> [PROBLEM DETAILS]
Without including any images, please transcribe all the lines below exactly.

═══ MATERIAL FOR THIS EXERCISE ═══

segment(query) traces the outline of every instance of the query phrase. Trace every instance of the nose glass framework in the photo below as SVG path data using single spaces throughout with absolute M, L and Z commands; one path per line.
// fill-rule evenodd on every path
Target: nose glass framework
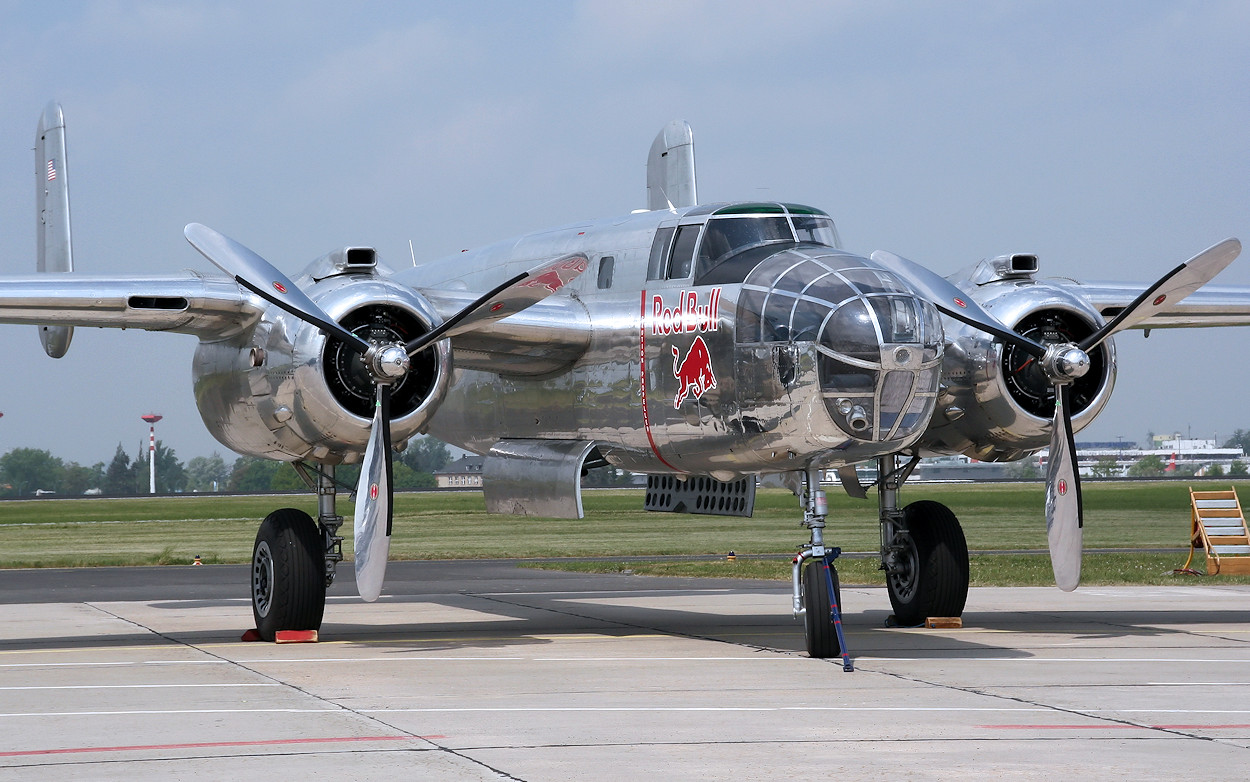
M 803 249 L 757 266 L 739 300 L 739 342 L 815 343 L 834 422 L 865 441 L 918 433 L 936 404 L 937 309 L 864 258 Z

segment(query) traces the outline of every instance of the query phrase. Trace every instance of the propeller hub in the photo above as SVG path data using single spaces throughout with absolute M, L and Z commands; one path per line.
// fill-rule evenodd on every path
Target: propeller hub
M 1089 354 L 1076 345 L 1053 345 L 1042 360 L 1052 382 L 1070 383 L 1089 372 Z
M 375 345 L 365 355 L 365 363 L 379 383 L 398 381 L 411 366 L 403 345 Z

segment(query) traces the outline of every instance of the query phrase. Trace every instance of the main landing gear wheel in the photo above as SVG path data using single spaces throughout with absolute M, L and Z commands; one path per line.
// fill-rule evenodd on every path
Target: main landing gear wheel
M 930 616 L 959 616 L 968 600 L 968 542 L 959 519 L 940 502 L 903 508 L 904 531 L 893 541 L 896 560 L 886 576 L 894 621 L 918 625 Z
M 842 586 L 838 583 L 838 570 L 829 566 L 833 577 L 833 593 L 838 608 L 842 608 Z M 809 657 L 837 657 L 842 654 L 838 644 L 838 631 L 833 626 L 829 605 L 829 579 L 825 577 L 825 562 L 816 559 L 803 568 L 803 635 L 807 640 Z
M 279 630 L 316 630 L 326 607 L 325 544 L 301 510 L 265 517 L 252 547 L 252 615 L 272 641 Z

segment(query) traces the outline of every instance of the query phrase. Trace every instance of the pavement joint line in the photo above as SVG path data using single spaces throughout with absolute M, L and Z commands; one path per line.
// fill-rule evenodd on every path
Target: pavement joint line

═══

> [RESPONSE BELOW]
segment(query) traces the outline of every instance of the query phrase. Trace every instance of the nose glass framework in the photo below as SVG path data using single spaces throughout with absolute M, L and Z commands; one path per line.
// fill-rule evenodd on every path
Target: nose glass framework
M 803 249 L 757 266 L 739 300 L 739 342 L 815 343 L 834 422 L 865 441 L 918 433 L 936 404 L 937 309 L 864 258 Z

segment(query) traces the outline of every instance of the query phrase. Trace every instance of the propeller hub in the photo above as SVG path data using single spaces throughout with absolute M, L and Z commands; one path per line.
// fill-rule evenodd on every path
Target: propeller hub
M 1089 354 L 1076 345 L 1053 345 L 1042 360 L 1052 382 L 1070 383 L 1089 372 Z
M 375 345 L 365 355 L 365 363 L 379 383 L 398 381 L 411 366 L 403 345 Z

segment(query) traces the outline of every instance of the query phrase. Trace every instance of the main landing gear wheel in the photo above as SVG path data using single spaces throughout with absolute M, L and Z commands; one path per line.
// fill-rule evenodd on every path
Target: main landing gear wheel
M 930 616 L 959 616 L 968 600 L 968 542 L 959 519 L 940 502 L 903 508 L 904 531 L 893 541 L 896 560 L 886 576 L 894 621 L 918 625 Z
M 842 586 L 838 583 L 838 570 L 829 566 L 833 577 L 833 593 L 838 608 L 842 608 Z M 809 657 L 837 657 L 842 654 L 838 644 L 838 631 L 833 626 L 829 605 L 829 579 L 825 577 L 825 562 L 816 559 L 803 568 L 803 635 L 807 640 Z
M 279 630 L 316 630 L 326 607 L 325 544 L 301 510 L 265 517 L 252 547 L 252 615 L 272 641 Z

segment(query) traces the outline of every instance of the query phrase. Trace every instance of the pavement joint line in the photo above as SVG path data using single spaces throughout with absolute M, L and Z commands; one path per line.
// fill-rule evenodd on every path
Target: pavement joint line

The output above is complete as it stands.